(WORKING DATA)
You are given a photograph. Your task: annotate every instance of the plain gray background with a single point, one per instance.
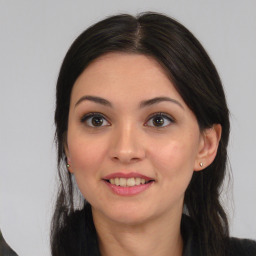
(35, 36)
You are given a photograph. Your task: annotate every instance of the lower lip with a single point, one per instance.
(128, 191)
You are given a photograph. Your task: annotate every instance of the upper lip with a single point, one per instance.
(126, 175)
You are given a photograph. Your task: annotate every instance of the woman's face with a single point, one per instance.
(129, 126)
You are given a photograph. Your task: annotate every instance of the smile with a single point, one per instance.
(127, 184)
(130, 182)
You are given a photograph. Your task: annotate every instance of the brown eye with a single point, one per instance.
(95, 120)
(159, 120)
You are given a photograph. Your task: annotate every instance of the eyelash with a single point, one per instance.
(86, 117)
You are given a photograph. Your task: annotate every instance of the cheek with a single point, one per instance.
(174, 157)
(86, 154)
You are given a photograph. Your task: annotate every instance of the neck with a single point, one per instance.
(160, 237)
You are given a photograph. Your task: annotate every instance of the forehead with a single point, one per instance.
(124, 75)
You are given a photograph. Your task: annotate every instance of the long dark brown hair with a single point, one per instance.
(197, 81)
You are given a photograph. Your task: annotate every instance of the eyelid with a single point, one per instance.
(85, 117)
(162, 114)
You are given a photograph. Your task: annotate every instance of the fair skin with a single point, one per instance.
(130, 135)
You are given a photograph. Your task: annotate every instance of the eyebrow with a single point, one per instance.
(143, 104)
(94, 99)
(158, 100)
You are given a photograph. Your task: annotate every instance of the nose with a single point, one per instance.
(127, 144)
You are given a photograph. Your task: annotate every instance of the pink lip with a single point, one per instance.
(128, 191)
(126, 175)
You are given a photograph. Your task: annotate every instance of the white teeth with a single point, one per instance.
(130, 182)
(137, 181)
(122, 182)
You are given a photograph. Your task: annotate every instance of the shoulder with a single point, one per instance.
(242, 247)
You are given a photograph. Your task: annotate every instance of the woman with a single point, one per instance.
(142, 128)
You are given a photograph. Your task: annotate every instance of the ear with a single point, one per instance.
(208, 147)
(66, 150)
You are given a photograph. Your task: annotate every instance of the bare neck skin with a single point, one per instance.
(158, 237)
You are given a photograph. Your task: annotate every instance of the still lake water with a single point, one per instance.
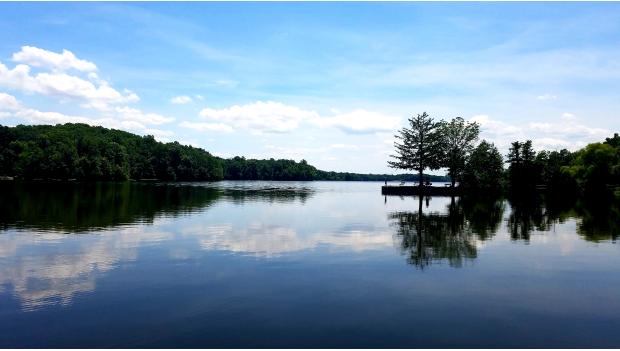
(301, 264)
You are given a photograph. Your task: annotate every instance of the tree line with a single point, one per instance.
(83, 152)
(453, 145)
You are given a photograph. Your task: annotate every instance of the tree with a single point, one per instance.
(458, 141)
(419, 146)
(593, 166)
(484, 167)
(523, 172)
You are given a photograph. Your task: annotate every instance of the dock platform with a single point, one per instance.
(415, 190)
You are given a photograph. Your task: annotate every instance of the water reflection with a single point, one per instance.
(41, 265)
(598, 218)
(81, 207)
(51, 269)
(262, 240)
(451, 235)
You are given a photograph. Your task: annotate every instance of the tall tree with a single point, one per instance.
(484, 167)
(459, 138)
(419, 146)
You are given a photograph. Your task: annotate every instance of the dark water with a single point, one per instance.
(318, 264)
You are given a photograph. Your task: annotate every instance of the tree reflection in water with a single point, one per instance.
(77, 207)
(597, 215)
(436, 237)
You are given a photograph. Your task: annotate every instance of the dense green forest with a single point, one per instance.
(426, 144)
(83, 152)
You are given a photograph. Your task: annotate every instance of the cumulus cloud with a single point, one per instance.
(85, 87)
(565, 132)
(546, 97)
(37, 57)
(92, 94)
(132, 114)
(206, 127)
(181, 100)
(8, 102)
(88, 89)
(360, 121)
(125, 118)
(259, 117)
(275, 117)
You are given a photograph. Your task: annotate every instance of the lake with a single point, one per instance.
(302, 264)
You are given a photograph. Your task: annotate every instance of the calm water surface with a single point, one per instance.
(308, 264)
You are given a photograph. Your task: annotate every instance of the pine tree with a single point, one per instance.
(458, 141)
(419, 146)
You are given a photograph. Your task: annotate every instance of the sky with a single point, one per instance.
(330, 83)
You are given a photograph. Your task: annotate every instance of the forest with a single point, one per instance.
(83, 152)
(479, 166)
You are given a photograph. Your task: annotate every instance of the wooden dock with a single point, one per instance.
(415, 190)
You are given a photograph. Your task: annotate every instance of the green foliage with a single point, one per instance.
(79, 151)
(484, 168)
(419, 146)
(238, 168)
(458, 139)
(595, 166)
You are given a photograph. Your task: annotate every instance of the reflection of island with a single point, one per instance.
(451, 236)
(597, 218)
(80, 207)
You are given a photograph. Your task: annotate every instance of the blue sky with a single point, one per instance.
(327, 82)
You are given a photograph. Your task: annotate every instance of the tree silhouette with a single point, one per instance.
(458, 138)
(418, 147)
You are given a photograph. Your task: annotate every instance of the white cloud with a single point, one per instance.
(132, 114)
(259, 117)
(207, 127)
(36, 57)
(546, 97)
(557, 134)
(92, 94)
(275, 117)
(226, 83)
(360, 121)
(8, 102)
(124, 118)
(181, 100)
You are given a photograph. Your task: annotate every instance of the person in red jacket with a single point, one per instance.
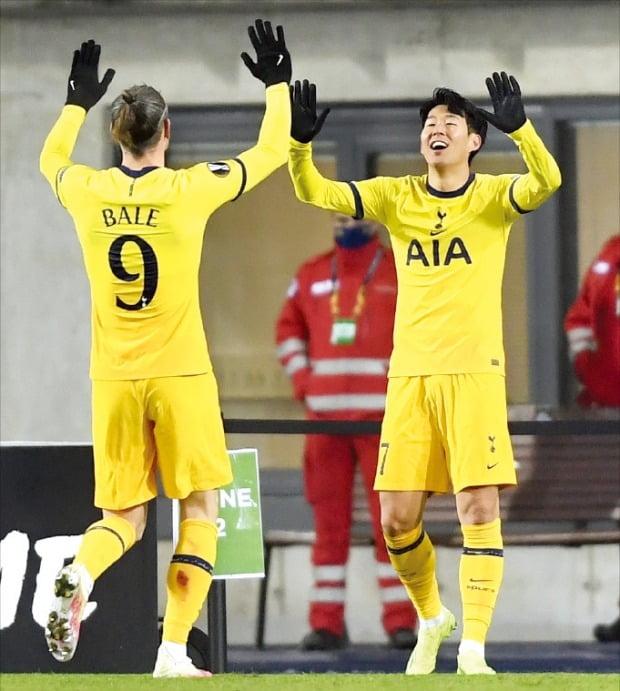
(592, 326)
(334, 339)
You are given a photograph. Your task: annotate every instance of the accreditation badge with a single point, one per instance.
(343, 332)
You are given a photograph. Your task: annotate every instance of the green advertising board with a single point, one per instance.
(240, 529)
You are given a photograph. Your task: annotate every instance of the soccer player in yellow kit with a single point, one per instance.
(154, 395)
(445, 425)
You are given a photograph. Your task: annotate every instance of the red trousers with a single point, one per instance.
(330, 463)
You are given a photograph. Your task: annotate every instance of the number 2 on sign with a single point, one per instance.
(385, 446)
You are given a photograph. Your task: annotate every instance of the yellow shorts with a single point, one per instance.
(170, 424)
(444, 433)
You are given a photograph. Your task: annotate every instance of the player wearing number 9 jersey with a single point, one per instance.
(155, 401)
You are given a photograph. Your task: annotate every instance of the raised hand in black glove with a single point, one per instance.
(305, 124)
(505, 96)
(83, 87)
(273, 62)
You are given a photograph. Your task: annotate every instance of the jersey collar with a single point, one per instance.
(137, 173)
(452, 193)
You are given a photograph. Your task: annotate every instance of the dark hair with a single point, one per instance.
(138, 116)
(458, 105)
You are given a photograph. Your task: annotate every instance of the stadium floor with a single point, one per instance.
(504, 657)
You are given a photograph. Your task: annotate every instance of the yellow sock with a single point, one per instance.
(480, 576)
(413, 557)
(189, 578)
(104, 543)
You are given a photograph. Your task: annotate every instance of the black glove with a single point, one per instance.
(83, 87)
(505, 96)
(305, 124)
(273, 62)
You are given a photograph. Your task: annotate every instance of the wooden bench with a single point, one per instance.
(568, 494)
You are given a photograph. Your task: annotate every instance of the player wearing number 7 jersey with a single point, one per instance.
(155, 401)
(445, 424)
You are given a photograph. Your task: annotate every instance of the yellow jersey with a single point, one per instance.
(449, 250)
(141, 234)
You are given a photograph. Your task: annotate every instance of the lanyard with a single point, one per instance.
(360, 298)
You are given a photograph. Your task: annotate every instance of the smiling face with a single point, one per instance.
(445, 139)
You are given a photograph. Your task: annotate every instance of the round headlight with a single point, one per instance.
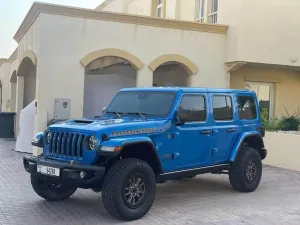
(93, 142)
(48, 137)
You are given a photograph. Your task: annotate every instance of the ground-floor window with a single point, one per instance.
(265, 95)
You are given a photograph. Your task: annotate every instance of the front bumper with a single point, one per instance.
(68, 171)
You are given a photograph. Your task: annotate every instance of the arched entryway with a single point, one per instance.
(25, 101)
(172, 70)
(13, 91)
(106, 72)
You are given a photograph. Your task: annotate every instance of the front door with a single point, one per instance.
(223, 127)
(194, 135)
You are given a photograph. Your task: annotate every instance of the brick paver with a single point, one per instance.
(206, 199)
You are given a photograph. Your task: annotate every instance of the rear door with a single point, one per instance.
(224, 128)
(194, 137)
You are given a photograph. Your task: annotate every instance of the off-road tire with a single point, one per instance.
(237, 173)
(42, 186)
(113, 189)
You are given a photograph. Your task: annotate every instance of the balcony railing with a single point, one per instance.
(213, 17)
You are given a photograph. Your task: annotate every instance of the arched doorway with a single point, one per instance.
(13, 91)
(172, 70)
(106, 72)
(25, 105)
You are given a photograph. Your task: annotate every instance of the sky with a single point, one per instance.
(13, 12)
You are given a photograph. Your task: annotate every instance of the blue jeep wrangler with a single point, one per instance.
(148, 136)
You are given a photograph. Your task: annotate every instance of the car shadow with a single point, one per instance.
(89, 205)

(WHAT YOU NEED TO DO) Each line from the one that contains "shadow with a single point, one per instance." to the end of the data should be set down exactly, both ends included.

(WORKED SOLUTION)
You are given a photograph. Your task: annotate every instance of the car shadow with a single point, one per instance.
(89, 205)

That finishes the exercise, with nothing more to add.